Source text:
::::
Wildlife crossings are a win for all
In Canada’s Banff National Park, the Trans-Canada Highway 1 is a lifeline for people. It’s a busy route for commercial trucking, and a fast, beautiful route through the Canadian Rockies allowing for world-class travel and recreation in the mountains.
But for wildlife, it’s a dangerous barrier that fractures the environment they depend on to move, migrate, mate, and survive.
As more people live near or transit through wild landscapes and wildlife habitat, the number of wildlife-vehicle collisions is on the rise. These accidents threaten driver safety and take a tremendous toll on wildlife populations, while roads sever the connected habitats that species need to survive.
Since the 1990s, Banff has set a global standard for safer roads for wildlife and people, thanks to the number of and variation in wildlife crossing structures.
::::
Stored data:

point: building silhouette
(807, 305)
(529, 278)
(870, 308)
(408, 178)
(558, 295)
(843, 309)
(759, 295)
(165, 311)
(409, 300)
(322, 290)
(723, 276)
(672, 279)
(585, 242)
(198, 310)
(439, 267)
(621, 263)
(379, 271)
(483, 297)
::::
Assignment 1:
According to the wildlife crossings text, since when has Banff set a global standard for safer roads for wildlife and people?
Assignment 2:
List every activity that, according to the wildlife crossings text, wildlife depend on the environment to carry out.
The lines after the wildlife crossings text are separate material.

Task answer 1:
Since the 1990s.

Task answer 2:
Move, migrate, mate, and survive.